JOB:
Rewrite every one of the items below, putting "place the marker" wherever "set the marker" appears and leaving everything else unchanged.

RECORDED INFORMATION:
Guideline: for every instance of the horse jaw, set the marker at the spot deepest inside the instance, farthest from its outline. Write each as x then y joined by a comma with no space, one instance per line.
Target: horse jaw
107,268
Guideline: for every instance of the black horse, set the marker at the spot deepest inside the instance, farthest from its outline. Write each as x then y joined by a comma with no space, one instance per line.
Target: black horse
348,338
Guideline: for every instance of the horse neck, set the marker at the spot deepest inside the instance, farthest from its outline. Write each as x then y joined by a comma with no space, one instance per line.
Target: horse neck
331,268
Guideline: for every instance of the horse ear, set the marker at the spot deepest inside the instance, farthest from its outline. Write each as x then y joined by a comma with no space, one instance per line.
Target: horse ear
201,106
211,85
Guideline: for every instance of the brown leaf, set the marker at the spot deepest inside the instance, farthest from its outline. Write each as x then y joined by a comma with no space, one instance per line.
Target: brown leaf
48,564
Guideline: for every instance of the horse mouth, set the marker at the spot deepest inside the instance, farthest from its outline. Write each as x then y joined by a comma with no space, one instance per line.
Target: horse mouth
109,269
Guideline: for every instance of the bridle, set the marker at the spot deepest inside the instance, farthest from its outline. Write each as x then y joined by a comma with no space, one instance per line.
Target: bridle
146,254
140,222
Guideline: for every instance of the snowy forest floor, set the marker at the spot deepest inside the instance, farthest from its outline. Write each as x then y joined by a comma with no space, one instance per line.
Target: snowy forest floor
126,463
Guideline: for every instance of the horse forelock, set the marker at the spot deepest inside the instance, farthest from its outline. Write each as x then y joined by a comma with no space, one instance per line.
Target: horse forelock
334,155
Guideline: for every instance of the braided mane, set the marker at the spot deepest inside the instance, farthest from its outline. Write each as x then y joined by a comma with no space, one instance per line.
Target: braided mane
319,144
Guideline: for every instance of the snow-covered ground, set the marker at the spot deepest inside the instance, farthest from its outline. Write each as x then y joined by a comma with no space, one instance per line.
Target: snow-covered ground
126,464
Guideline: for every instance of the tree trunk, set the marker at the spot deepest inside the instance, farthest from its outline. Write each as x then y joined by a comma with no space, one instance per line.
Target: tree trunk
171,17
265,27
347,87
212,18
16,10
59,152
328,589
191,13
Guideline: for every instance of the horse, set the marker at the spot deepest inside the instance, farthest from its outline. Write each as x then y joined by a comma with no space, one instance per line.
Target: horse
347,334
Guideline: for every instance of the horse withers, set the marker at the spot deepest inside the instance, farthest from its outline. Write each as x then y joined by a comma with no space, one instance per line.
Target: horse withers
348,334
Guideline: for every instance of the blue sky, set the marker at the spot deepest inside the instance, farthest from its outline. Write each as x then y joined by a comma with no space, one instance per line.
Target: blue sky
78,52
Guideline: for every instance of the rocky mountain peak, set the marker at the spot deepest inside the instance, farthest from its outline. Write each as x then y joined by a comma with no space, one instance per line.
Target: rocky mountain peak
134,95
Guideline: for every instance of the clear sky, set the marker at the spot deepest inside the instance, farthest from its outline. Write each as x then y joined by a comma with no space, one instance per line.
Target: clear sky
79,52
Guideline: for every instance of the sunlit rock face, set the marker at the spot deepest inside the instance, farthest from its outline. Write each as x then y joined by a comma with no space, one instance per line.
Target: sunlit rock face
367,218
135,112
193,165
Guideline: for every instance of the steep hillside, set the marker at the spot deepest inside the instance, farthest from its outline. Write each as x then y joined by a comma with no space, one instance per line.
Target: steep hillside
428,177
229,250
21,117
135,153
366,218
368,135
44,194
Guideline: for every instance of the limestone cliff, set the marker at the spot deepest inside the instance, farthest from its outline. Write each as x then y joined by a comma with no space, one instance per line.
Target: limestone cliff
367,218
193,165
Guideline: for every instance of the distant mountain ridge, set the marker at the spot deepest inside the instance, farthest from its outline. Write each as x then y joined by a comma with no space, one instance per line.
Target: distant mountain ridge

WRITTEN SOLUTION:
Guideline: for every instance of the horse jaw, place the marker at the spot deepest inside the instance, farthest from its outline. Write each as x then y joined by a comma with no space, one instance per line.
Target: horse jaw
107,268
Guideline: for every instance of the black horse, place the marker at the spot deepest inside the instance, farthest from its outline. Write each as x then y joined by a comma with no space, one instance per line.
Target: black horse
348,338
Guideline: for every instance of the horse neck, place the marker at the spot deepest inside the instance, farthest from its outline. Write each as x then y joined by a comma with no space, one instance per line.
Target: horse neck
331,268
Guideline: for every instance of the horse ear, place the marker at the spot deepest inside the instance, farthest from its outline. Write each as x then y joined by a comma with no space, one instance per line.
Target: horse ear
201,106
211,85
Guideline: for every instance of the brown leaf, place the marker at the spot deepest inside the instance, farthest from its outline. Write each as x then y joined by a comma with no space, one instance per line.
Target: brown leaf
48,564
Guideline: for every instance of the horse mouth, place the marker at the spot deepest inside the instance, farthest from its outline. Write each as x then y joined by a comma with no space, one instance per line.
Target: horse mouth
109,269
Guideline: for every instance of the bridle, place the marker at the spot deepest inside the instance, farthest from its outline. Write each as x then y joined by a comma with no space, one instance per line.
Target: bridle
146,254
140,222
Guideline: for every instance of the snowy forest floor, place the marker at the spot deepest inside the instance, farthest from its outline. Write each as x then y joined by a comma with no space, one instance per line.
Target: snowy forest floor
126,463
Guideline: for every instance of the horse forelock, place the marker at the spot deepest inside the instance, farthest from its outline. Write each as x then y joined by a comma with no space, one instance per line.
Target: horse forelock
334,155
Guideline: for every instance of the braided mane, place the marker at the spot deepest inside the instance, farthest from its outline. Write each as x then y joined by a comma with no space, one instance per line.
Target: braided mane
319,144
Guideline: for every instance of the snow-covered ground, place the marker at the spot deepest inside the instance, farthest from its outline. Write each as x then y joined by a comma with no space, one instance per line.
Target: snow-covered ground
126,464
Guideline: for every instance of the tree trunk, place the marker at the spot deepest inside the instance, farthest from its outline. Write each as x then y joined by a comma with no space, one instance per line.
Target: tree trunk
171,17
265,27
347,87
212,18
16,10
59,152
328,589
191,13
Guideline: for every instance of the horse, place the marker at the spot deepest inside the instance, farthest from its outline. Write each as x then y joined by a comma with no space, one instance per line.
Target: horse
347,334
Guideline: for every instance of the horse withers, place the marker at the spot deepest inside the instance, farthest from its outline. Write each as x then y joined by a comma with no space, one instance per line.
Target: horse withers
348,334
Guideline: for every instance of the blue sky, place the marker at the spot deepest inside the instance, farthest from its outline. Write each as x then y joined by a comma with no space, one instance per line.
Target: blue sky
78,52
Guideline: for every instance of the rocky mountain peak, place the marker at the spot deepest inside the instance, farthest from its outline. Write each as x then y joined by a comma with no space, one instance per line.
Target: rocky mountain peak
134,95
Guideline: for every instance of the clear sky, place the marker at the spot deepest inside the instance, farthest from its outline. Write each as x then y joined by a comma with no space, one instance per line.
Target: clear sky
79,52
Guideline: for every instance of the sunlit rock face, place the marker at the spot deepest inside the instance, farthest from its outline. Write each as x then y joined by a comma with no space, one instance per line.
Target: sunlit rock face
367,218
135,112
193,165
Guideline: for every instance of the steep hillside, place the marker at the spot deepest inside the instance, farthest from its outline. Write each as x then y joined by a comma with no space, one instance per line.
Target: steep hillside
428,177
229,250
21,117
135,153
366,218
368,135
44,194
Guideline: for every instance of the limestone cliff, place the marker at the spot deepest inside the instance, farthest from its outline. Write each as x then y joined by a comma with no space, one instance per line.
Target: limestone cliff
367,218
193,165
Guideline: for every instance of the distant mountain ridge, place the marker at the spot deepest inside the instance, farthest from its outline. Write each as x then y joined by a comma with no space, one instance per line.
Target: distant mountain ridge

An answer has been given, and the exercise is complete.